_TASK ITEM_. What is needed is an exact retyping of each entry, pictures excluded.

━━━ PROVIDED RECORDS ━━━

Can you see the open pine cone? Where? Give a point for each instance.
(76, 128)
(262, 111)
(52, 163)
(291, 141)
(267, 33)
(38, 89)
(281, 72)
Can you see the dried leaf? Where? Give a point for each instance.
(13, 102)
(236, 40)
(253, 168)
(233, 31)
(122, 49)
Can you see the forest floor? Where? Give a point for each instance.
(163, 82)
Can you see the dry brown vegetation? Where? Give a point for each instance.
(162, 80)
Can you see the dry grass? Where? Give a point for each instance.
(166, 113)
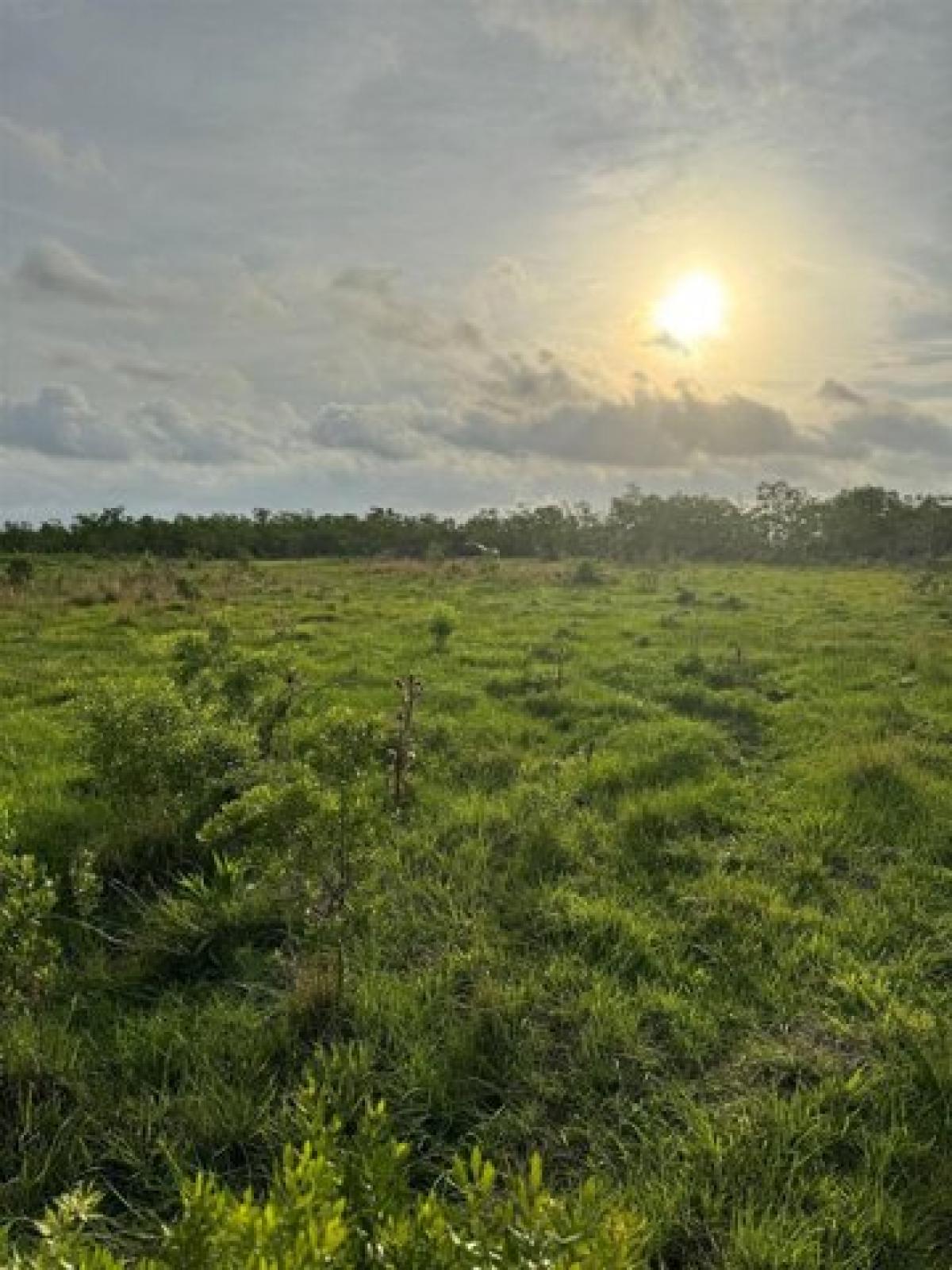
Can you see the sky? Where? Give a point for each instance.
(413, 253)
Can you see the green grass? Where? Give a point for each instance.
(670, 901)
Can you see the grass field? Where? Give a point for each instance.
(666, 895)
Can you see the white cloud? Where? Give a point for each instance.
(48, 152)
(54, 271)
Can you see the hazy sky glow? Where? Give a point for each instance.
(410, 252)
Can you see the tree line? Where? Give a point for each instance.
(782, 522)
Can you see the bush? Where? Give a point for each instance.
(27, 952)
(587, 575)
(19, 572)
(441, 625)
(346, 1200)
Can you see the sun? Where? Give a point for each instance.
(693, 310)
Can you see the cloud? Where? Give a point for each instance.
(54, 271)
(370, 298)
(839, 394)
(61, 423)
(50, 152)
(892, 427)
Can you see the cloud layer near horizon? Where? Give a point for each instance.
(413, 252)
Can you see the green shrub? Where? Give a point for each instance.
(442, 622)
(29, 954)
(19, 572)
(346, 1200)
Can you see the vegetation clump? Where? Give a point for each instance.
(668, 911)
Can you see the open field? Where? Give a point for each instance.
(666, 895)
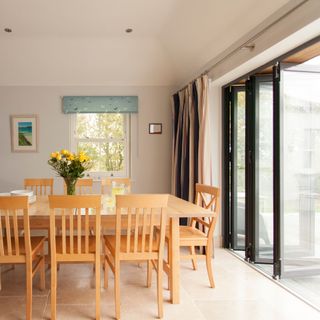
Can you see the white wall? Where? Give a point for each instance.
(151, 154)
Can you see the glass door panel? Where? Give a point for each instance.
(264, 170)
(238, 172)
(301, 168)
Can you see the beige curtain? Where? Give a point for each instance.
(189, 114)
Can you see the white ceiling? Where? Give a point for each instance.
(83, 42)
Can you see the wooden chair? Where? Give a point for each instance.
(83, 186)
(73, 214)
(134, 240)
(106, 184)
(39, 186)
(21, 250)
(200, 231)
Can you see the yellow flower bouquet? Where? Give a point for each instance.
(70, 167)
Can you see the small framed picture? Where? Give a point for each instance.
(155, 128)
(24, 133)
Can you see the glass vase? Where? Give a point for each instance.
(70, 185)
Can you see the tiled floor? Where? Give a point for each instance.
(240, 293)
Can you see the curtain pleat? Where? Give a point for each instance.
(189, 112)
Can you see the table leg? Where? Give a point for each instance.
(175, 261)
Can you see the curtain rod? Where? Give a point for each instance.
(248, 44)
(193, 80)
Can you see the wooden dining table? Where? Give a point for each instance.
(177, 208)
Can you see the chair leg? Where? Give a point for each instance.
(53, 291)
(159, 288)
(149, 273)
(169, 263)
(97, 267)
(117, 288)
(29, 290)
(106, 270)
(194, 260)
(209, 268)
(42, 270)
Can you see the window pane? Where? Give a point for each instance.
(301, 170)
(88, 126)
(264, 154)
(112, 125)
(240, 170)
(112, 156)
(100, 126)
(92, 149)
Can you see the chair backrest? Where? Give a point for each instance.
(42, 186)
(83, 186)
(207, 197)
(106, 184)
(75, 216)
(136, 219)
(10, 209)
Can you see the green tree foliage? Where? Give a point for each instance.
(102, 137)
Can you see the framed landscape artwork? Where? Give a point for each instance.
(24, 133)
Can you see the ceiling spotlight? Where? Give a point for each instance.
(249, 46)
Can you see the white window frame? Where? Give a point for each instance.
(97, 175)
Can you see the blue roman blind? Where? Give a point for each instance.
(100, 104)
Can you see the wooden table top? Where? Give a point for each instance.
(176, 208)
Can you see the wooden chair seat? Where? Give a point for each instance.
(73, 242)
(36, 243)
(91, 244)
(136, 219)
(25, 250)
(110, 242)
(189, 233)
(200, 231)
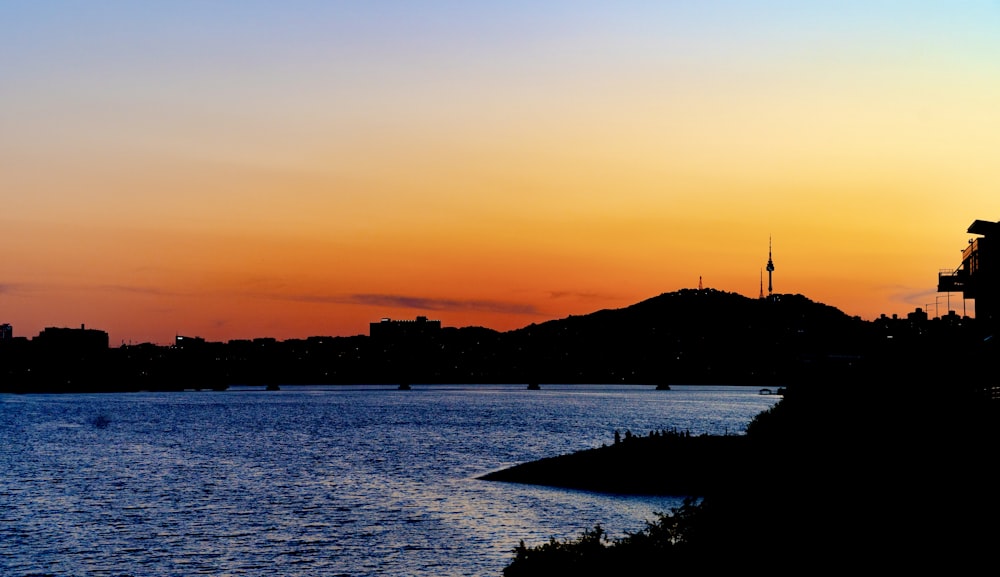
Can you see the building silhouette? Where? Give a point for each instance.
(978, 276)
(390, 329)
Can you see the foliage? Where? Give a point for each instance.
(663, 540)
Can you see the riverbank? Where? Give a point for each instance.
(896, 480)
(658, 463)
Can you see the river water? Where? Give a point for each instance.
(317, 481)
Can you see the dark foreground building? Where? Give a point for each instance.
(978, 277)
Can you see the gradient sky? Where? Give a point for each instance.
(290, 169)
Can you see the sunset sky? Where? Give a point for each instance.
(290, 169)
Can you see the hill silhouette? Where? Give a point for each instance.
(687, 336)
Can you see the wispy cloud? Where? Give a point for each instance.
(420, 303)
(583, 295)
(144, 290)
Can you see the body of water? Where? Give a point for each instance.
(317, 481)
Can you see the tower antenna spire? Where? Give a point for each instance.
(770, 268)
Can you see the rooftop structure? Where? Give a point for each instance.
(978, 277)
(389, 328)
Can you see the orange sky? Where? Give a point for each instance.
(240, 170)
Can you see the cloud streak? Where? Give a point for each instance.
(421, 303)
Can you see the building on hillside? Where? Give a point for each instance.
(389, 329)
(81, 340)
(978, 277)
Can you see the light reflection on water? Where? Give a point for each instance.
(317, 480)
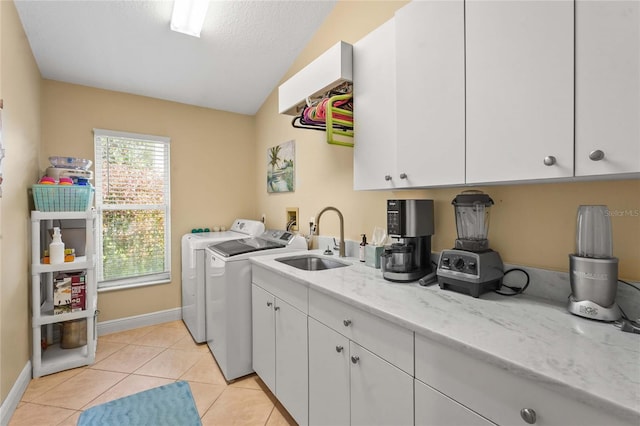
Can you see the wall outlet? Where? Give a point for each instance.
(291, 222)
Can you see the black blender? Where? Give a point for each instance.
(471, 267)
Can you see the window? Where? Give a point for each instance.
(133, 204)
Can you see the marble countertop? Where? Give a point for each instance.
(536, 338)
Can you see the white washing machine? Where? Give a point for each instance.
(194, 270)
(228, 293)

━━━

_RESULT BELOW_.
Can you see the open pine cone? Where? Give a point for each instance.
(76, 128)
(262, 111)
(52, 163)
(291, 141)
(267, 33)
(38, 89)
(281, 72)
Can you see the dried leaf? Where? Give a point for each instance.
(13, 102)
(236, 40)
(253, 168)
(233, 31)
(122, 49)
Can you see the forest floor? Where? Give a point for each instance.
(163, 82)
Can you see the dry brown vegetation? Where? Give a point for each instance.
(162, 80)
Can you see the dry grass? Where? Give a point for each instance.
(166, 113)
Can you see the sky? Where? Give a point for each instance.
(413, 253)
Can you see the green grass? Where? Give a point for each instance.
(670, 901)
Can you see the grass field? Where? Give a point for each instance.
(666, 895)
Can you see the white cloud? Where? Give a point for each instance.
(48, 152)
(54, 271)
Can you see the hazy sky glow? Where? Give a point for each instance.
(410, 252)
Can you see the tree line? Where? Give a point for each instance.
(782, 522)
Can you see the bush? Where? Give a point for each instance.
(27, 952)
(587, 575)
(19, 572)
(441, 625)
(346, 1200)
Can you see the sun? Where? Give a point for each instance.
(693, 310)
Can you see the cloud? Where? Give a point for each instance.
(54, 271)
(370, 298)
(839, 394)
(61, 423)
(50, 152)
(892, 427)
Can you see the cloud layer near horizon? Where? Give a point for each instance.
(413, 252)
Can you see the green shrub? Where? Give a point for each instance.
(442, 622)
(29, 954)
(19, 572)
(346, 1200)
Can you see the vegetation clump? Where? Give a point for each instance.
(668, 911)
Can you see the open field? Where? Give a point for each instance.
(666, 895)
Can you see the white wall? Where? Give a point for each instance.
(151, 154)
Can you see the glass door panel? Where? Give a point for each instance.
(264, 170)
(238, 172)
(301, 168)
Can you see the beige curtain? Where? Give a point for each instance.
(189, 114)
Can you see the white ceiling? Where? Give a point for each instance.
(83, 42)
Can you see the wooden chair? Where? Give a point for each instance.
(83, 186)
(73, 214)
(134, 240)
(106, 184)
(39, 186)
(21, 250)
(200, 231)
Can you see the yellow flower bouquet? Where? Give a point for each instance.
(70, 167)
Can you see the small framed picture? Where? Give a point for each instance.
(155, 128)
(24, 133)
Can you see the glass vase? Where? Give a point for each instance.
(70, 185)
Can you see the tiled floor? Where? Give a point for each instance.
(240, 293)
Can you see the curtain pleat? Where? Give a point for each instance.
(189, 112)
Can you see the table leg? Where? Give a point for each instance.
(175, 261)
Can you see the curtain rod? Where? Give a point for each instance.
(248, 44)
(193, 80)
Can you see the wooden dining table? Where? Give a point for each instance.
(177, 208)
Can you see the chair leg? Where? Give a point for each instance.
(53, 291)
(159, 288)
(149, 273)
(169, 263)
(97, 267)
(117, 288)
(29, 290)
(106, 270)
(194, 260)
(209, 268)
(42, 270)
Can you see the window pane? Where? Give a point for each instance.
(301, 170)
(88, 126)
(264, 154)
(112, 125)
(240, 170)
(112, 156)
(100, 126)
(92, 149)
Can you see the chair backrest? Where? Give a point for each instance.
(42, 186)
(83, 186)
(207, 197)
(106, 184)
(75, 216)
(136, 219)
(10, 209)
Can you see the green tree foliage? Where? Give a point for each instance.
(102, 137)
Can you see the framed landscape artwork? Where? Give a point for each instance.
(24, 133)
Can you see the ceiling spotlight? Where? Give a point for each instance.
(249, 46)
Can you see the white window frame? Where? Give a point for each instance.
(97, 175)
Can you see the blue roman blind? Where? Give a point for each instance.
(100, 104)
Can you see the wooden table top? Where? Give a point for each instance.
(176, 208)
Can you see the wooden chair seat? Where? Give a point for each instance.
(73, 242)
(36, 243)
(91, 244)
(136, 219)
(25, 250)
(110, 242)
(189, 233)
(200, 231)
Can you see the building silhouette? Where? Give a point for each instance.
(978, 276)
(390, 329)
Can you see the foliage? Where? Give a point for each instance.
(663, 540)
Can you see the riverbank? Where? Give a point for each instance.
(896, 480)
(658, 463)
Can you see the river water? Where? Give a point for each instance.
(317, 481)
Can you see the dark foreground building? Where? Give a point for each instance.
(978, 277)
Can you see the gradient sky? Where? Give a point for each instance.
(290, 169)
Can you see the sunset sky? Where? Give a point for each instance.
(290, 169)
Can you see the hill silhouette? Where? Give a point for each instance.
(687, 336)
Can you see the wispy cloud? Where? Give a point for each instance.
(420, 303)
(583, 295)
(144, 290)
Can you see the body of water? Where? Give a point for each instance.
(317, 481)
Can you see the tower antenna spire? Where? Give a point for each instance.
(770, 268)
Can you see the rooftop structure? Where? Give a point for each instance.
(978, 277)
(389, 328)
Can you see the orange sky? Where? Give a point for each instance.
(240, 170)
Can you see the cloud streak? Where? Give a point for each instance.
(421, 303)
Can you see the building on hillside? Where? Give a point for each instance.
(389, 329)
(81, 340)
(978, 277)
Can you see the light reflection on water? Where? Give a point for each instance.
(317, 480)
Can you see the wall outlet? Where? Give a point for each instance.
(291, 222)
Can you see the black blender? Where? Give a point for each instance.
(471, 267)
Can you see the window? Where? Give a point for each instance.
(133, 204)
Can you see the marble countertop? Where? Give a point for each instance.
(536, 338)
Can you see the white washing machine? Where? Give a point for each instance.
(194, 270)
(228, 293)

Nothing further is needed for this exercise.